## What is expected
Give the records again exactly, with every character kept.

## Material for this exercise

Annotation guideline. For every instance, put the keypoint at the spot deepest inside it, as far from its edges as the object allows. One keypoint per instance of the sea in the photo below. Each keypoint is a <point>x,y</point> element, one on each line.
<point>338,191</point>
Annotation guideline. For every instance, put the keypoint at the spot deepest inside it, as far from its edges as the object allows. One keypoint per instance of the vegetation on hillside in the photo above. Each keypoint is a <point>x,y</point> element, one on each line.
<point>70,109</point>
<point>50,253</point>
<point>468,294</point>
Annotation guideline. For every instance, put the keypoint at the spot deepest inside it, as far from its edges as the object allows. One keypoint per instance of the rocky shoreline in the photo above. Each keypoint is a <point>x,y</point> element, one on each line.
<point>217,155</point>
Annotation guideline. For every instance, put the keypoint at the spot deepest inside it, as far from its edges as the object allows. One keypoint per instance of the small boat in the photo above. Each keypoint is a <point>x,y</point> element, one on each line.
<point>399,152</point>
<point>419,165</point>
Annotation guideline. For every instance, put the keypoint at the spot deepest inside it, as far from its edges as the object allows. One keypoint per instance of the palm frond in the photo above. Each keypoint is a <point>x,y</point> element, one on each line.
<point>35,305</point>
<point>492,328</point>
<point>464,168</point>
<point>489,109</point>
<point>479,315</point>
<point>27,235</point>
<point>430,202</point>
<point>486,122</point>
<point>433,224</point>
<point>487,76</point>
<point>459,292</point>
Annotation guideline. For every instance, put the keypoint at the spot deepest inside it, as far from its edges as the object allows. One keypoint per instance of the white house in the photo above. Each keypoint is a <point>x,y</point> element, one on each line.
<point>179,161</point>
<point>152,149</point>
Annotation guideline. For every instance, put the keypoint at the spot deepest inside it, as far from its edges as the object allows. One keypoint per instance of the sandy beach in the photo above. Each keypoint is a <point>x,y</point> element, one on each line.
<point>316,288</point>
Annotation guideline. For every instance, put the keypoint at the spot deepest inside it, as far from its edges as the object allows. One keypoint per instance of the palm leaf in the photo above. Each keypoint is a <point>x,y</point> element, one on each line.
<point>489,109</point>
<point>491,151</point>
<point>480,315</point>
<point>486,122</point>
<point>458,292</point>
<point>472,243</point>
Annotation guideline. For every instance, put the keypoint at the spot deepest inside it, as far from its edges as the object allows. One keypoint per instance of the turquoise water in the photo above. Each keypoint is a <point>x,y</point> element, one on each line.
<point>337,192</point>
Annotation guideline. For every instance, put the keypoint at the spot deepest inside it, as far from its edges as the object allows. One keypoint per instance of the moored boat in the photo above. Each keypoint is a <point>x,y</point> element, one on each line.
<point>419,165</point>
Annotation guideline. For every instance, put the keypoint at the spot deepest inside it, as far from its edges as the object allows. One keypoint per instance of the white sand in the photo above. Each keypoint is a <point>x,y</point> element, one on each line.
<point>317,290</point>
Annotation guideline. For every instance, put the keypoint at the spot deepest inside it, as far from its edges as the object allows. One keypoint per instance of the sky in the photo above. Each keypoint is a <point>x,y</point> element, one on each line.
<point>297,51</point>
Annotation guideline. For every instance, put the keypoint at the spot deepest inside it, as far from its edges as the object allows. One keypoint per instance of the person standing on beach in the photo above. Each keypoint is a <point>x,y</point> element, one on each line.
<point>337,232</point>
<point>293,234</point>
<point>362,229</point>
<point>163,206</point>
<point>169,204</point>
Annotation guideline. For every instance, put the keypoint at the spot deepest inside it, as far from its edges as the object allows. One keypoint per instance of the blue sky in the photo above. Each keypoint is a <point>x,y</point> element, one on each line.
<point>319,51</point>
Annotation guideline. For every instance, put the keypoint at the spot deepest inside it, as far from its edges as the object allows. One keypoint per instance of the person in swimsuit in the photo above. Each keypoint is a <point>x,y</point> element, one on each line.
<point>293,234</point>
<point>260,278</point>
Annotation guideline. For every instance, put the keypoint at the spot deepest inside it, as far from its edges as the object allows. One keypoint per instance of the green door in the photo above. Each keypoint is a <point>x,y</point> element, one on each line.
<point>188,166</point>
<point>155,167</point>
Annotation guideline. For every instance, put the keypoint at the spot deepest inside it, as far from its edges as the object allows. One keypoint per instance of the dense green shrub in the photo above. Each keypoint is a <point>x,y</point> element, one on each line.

## Expected answer
Annotation guideline. For every instance, put the keypoint at the spot deepest inside it, as far from its edges as the object allows. One keypoint per instance of the sea in the photo below. Each keypoint is a <point>x,y</point> element, one on each line.
<point>338,191</point>
Annotation guideline. For every instance, put the keypoint at the spot deepest inside it, as far from its edges as the object allows. One keypoint per instance of the vegetation on hillside in the photo above. Each keypoint is a <point>x,y</point> element, one on each line.
<point>70,109</point>
<point>50,253</point>
<point>468,294</point>
Annotation guideline. For every instance, put the keypoint at the spot deepest inside it, as far from its edges as the object allows. One keypoint per instance of the rocky shoreline in the photo above. Each keypoint is a <point>x,y</point> element, one on each line.
<point>217,155</point>
Annotation guideline. For every instance, put the keypoint at the spot deepest inside it, as far from its edges as the object allows. One keypoint per instance of the small boat in the photo above. Each keypoint is a <point>x,y</point> element, one on each line.
<point>399,152</point>
<point>419,165</point>
Annotation guideline. For every instance, put the keypoint at the spot deepest inside it, as far from its edges as the object allows. One keypoint per instance of the palm frond in the photo above. Each keypoint is a <point>x,y</point> element, one on each line.
<point>35,305</point>
<point>492,328</point>
<point>464,168</point>
<point>489,109</point>
<point>479,315</point>
<point>27,235</point>
<point>430,202</point>
<point>486,122</point>
<point>433,224</point>
<point>487,76</point>
<point>459,292</point>
Annotation guideline. For every instance, put the keypoint at the spot deepest inside it, as far from its edges as the object allows. One keypoint per instance of the white house in the photo above. Each keypoint is a <point>x,y</point> element, one on each line.
<point>179,161</point>
<point>152,149</point>
Annotation guideline. For every instance, put the keypoint at the spot deepest inside it, as far from its edges as the object allows. One keypoint per instance of the sandy beach in the photo above. Each keypoint is a <point>x,y</point> element, one on each line.
<point>316,288</point>
Annotation guideline. For every instance, put the keypoint at the spot deepest inside it, as far from its edges as the object allows. One keypoint per instance of the palm leaf in the photo above. Each keypoint is a <point>x,y</point> element, one on each line.
<point>489,109</point>
<point>491,151</point>
<point>480,315</point>
<point>486,122</point>
<point>458,292</point>
<point>472,243</point>
Annotation guideline. For every instance, put the keypoint at the spot deepest inside it, as far from its edges as the object allows. One keypoint per instance of the turquoise water in the photo above. Each keypoint is a <point>x,y</point> element, one on each line.
<point>337,192</point>
Annotation guideline. For every instance, put the keypoint at the spot deepest inside it, as far from its edges as the object allows. One keypoint per instance of the moored boat in the photo above. Each keypoint is a <point>x,y</point> element, one on each line.
<point>419,165</point>
Annotation guideline. For every instance, put the keypoint at the spot deepest inside it, as far from its edges as the object allows. One keypoint per instance of the white sand in the photo above. Each keypoint is a <point>x,y</point> element, one on each line.
<point>317,290</point>
Annotation guideline. For every instance, put the keypoint at the spot deepest inside it, as far from its edges as the object allows. One keypoint per instance of the sky in the photo above. Each keypoint is a <point>x,y</point> element, one on each line.
<point>297,51</point>
Annotation guideline. For every instance, put the keypoint at the spot deepest inside it, as far from its edges as the object allows. One keypoint per instance of the person standing on beach in the photo above. Each keypoint is a <point>x,y</point> element, one on each line.
<point>337,232</point>
<point>293,234</point>
<point>362,229</point>
<point>163,206</point>
<point>169,204</point>
Annotation guideline. For every instance, put the keypoint at the spot deepest inside it, as far from its edges as the object allows. One keypoint per instance of the blue sky in the photo above. Each keypoint is a <point>x,y</point> element, one on each line.
<point>319,51</point>
Annotation guideline. For every instance, put the keypoint at the spot deepest inside it, as far from its edges as the object allows. One keypoint per instance of the person in swimsuit in the photo above. Each keypoint is a <point>x,y</point> element, one on each line.
<point>293,234</point>
<point>260,278</point>
Annotation guideline. For every instance, put the keypoint at the spot deepest inside it, as far from its edges as the object allows. One keypoint per instance of the green door in the photo above. Each keypoint is a <point>x,y</point> element, one on each line.
<point>188,166</point>
<point>155,167</point>
Annotation guideline. For every instance, put the keypoint at the spot deepest inside it, as far from its edges as the object allows. One keypoint per instance of the dense green shrub in the photo above. Each keypoint is a <point>x,y</point> element, one on each line.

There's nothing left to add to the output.